## EXERCISE TASKS
- a) According to the passage on what participants gained from a UX course, how many participants said they were now able to apply new tools and techniques in their job?
- b) Write the next part of the passage on what participants gained from a UX course, starting after its last sentence.

Theme 8: “I learnt specific tools, techniques and skills that I apply in my job”

6 of the participants mentioned they were now able to apply new tools and techniques in their job. Unlike the previous theme (“I learnt general principles that I apply in my job”), this is about gaining specific, practical skills such as in how to run a usability test. For example:

  • “The UX course has altered the way I approach development projects. I’ve run workshops using the persona development tools exercises, user journeys and storyboards perhaps three times now in order to better inform design, and this is now built into the way I work with clients on new projects. It feels like the quality of the systems created is better for it. This is now a very rewarding part of my job.” (P46)
  • “As a tester/QA I think the main thing since the course is that it’s enabled me to spot usability issues quicker so they can be rectified before the code is released to our users.” (P36)

Theme 9: “It gave me a common language to talk about UX”

2 of the participants mentioned that gaining the certificate provided a common language to discuss UX issues. One of these was new to the field of UX and felt that gaining the certificate helped him understand the way his colleagues in UX worked:

  • “As a Product Owner and Business Analyst the principle benefit I got from the course was a greater understanding of why my colleagues who specialise were adopting some of the approaches and behaviours that I had encountered.” (P7)

The other participant managed a team of designers and she felt that, as well as making team members more reflective (theme 5), gaining the certificate meant they could speak a common language:

  • “It made people I worked with (who enrolled in the course) more UX aware in their approach. This meant that it was easier to talk to them about some tools and methods, etc.” (P44)

Theme 10: “I’ve not had the opportunity to apply what I learnt”

4 of the participants said that gaining the certificate had not had an impact on their job because they had not been able to apply what they learnt. For example:

  • “While I really enjoyed the course… I’m afraid I have been unable to utilise it so far in my workplace.” (P50)
  • “I don’t recall applying many of the techniques in work and I recently left my job. I think that’s more down to the employer than what I learned from the course.” (P52)

## PROVIDED MATERIAL
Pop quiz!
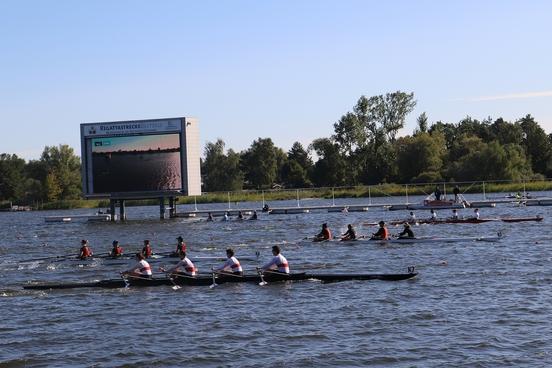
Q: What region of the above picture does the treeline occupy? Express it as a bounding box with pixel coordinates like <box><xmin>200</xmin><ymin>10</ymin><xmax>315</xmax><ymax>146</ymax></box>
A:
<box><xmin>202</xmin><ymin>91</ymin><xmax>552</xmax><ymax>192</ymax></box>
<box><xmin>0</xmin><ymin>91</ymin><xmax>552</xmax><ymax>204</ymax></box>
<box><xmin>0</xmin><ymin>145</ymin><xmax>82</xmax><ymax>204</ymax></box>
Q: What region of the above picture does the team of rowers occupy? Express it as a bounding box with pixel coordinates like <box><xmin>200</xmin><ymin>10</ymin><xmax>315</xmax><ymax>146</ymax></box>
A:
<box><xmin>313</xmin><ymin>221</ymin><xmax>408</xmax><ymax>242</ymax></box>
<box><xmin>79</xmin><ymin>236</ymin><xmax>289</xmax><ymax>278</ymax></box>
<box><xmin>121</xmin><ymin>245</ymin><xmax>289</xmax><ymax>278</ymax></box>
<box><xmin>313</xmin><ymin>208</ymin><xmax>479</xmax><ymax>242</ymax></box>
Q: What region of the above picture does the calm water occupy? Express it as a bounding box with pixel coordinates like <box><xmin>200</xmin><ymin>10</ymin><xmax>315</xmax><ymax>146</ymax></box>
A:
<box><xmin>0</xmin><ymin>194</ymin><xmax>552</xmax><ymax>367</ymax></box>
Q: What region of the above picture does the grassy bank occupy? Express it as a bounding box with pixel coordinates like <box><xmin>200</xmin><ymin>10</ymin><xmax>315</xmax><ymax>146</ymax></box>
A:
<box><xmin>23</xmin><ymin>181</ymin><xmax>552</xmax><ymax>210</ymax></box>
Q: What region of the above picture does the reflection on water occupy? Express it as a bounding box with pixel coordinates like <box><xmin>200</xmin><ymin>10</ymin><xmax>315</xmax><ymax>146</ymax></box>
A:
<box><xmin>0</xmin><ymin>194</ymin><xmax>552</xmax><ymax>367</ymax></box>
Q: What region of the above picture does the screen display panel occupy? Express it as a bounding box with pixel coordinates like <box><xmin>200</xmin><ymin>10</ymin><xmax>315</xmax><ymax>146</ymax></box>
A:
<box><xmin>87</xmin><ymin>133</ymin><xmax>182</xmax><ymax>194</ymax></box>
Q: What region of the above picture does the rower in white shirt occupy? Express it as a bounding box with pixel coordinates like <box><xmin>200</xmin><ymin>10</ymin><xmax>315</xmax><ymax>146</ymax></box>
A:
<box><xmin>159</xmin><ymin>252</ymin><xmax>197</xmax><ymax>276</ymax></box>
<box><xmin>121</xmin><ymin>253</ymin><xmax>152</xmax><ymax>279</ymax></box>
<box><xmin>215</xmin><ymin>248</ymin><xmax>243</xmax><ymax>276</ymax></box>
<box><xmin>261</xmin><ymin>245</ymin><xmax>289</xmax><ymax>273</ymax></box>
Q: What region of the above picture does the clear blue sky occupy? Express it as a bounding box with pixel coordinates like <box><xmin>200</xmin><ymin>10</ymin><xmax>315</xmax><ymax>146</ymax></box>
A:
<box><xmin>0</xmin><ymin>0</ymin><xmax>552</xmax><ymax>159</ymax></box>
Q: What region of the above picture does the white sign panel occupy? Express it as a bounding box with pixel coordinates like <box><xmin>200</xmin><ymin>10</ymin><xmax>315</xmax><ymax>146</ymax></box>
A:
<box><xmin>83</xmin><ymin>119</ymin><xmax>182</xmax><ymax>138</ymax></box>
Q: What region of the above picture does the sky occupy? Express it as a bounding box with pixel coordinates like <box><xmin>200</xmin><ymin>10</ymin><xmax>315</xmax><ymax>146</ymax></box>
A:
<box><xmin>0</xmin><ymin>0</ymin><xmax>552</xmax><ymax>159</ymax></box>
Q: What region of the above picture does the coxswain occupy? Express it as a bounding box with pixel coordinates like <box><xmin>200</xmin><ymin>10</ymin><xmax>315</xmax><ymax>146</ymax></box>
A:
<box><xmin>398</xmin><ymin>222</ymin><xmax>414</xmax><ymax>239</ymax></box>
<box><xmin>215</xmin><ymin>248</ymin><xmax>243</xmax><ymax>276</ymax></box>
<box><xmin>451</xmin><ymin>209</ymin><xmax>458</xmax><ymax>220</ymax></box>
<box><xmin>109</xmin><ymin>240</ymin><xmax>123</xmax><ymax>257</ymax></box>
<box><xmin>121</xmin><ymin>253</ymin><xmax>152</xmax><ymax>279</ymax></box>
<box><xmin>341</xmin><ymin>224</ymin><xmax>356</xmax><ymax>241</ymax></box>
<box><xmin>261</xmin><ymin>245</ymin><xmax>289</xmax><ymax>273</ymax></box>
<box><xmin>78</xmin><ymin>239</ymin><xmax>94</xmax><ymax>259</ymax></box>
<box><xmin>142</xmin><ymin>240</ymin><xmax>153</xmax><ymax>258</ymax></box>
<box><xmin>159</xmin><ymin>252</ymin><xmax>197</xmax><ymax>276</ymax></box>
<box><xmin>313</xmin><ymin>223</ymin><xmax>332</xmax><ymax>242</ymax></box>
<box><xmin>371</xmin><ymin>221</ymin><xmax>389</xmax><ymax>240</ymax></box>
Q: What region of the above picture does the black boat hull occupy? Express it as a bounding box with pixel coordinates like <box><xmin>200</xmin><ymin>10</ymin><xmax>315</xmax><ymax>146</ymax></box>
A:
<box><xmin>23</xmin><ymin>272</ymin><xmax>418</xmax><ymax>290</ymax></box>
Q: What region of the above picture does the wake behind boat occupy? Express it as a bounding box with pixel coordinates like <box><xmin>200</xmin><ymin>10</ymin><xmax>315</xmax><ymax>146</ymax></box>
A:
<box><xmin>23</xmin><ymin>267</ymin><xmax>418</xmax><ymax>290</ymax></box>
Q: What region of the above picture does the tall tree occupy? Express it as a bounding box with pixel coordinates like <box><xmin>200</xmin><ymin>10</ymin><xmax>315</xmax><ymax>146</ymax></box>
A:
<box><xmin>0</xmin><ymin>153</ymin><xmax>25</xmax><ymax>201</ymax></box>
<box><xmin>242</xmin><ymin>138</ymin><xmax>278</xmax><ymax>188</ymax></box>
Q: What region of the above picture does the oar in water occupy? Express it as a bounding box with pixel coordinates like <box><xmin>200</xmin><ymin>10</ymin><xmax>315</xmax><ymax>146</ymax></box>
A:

## EXPECTED ANSWERS
- a) Six participants.

- b)
Ideas for future research

This research was a pilot study into the impact of UX certification and like all pilot studies requires further research to triangulate the findings. In particular, we acknowledge that the majority (76%) of people who have gained the certificate through Userfocus did not respond to our call for participants. This may be because they didn't want to take part in the research, or because they fall into theme 10 (“I've not had the opportunity to apply what I learnt”) and felt there was no point replying. If we had been able to include these people in our research, perhaps other themes would have emerged.

A second area for future research is in disambiguating the effects of certification from the effects of training. Indeed, as you can see from the quotations above, some participants talk about the “course” (i.e. the BCS syllabus) whereas others talk about the “certificate”. Although theme 3 (“It has boosted my credibility with the development team”) is probably wholly due to certification, other themes (such as “I learnt specific tools, techniques and skills that I apply in my job”) would have emerged in the absence of certification. Other themes (such as “It has increased my self-confidence in my day-to-day work”) are probably equally due to the training syllabus as to the certification itself.

To decouple the effects of training and the effects of certification, we would need to carry out research with people who obtained the certificate in the absence of attending a training course (for example, through self-study). Unlike vendor-based certification schemes, people can sit the exam for the BCS Foundation Certificate in UX without first taking a training course from an accredited training provider. This means such people exist in the real world and we would like to see further research carried out with that cohort to see if the same themes, or other themes, emerge.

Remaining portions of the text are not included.